__Provided information__:
++++
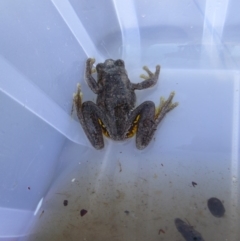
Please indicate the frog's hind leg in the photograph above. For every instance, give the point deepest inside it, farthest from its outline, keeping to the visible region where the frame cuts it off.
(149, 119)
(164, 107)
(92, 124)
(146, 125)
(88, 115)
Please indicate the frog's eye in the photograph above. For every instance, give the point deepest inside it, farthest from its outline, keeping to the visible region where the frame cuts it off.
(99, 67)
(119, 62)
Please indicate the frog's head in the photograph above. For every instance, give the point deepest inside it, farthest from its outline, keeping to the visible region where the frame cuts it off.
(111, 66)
++++
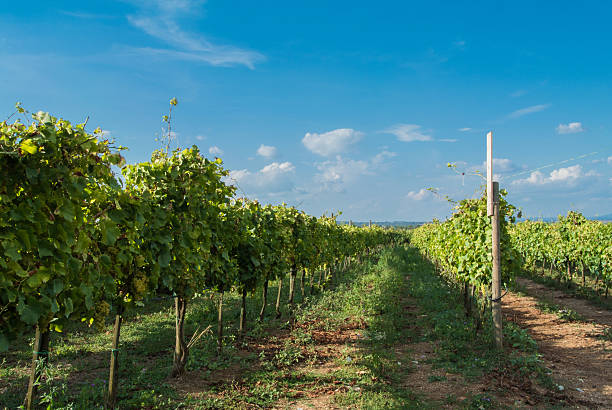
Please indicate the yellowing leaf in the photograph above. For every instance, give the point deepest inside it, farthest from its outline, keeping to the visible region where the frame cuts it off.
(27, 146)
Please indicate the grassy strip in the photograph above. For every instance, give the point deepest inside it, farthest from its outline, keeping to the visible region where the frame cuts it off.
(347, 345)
++++
Gather every line of the data above that contains the word "grassy". Case counts.

__Answer__:
Please indicate the grassy strip in the photograph above. For every instance, give the point deepest inside it, farthest from its outline, keeping to the visible region where the frame cuts it off.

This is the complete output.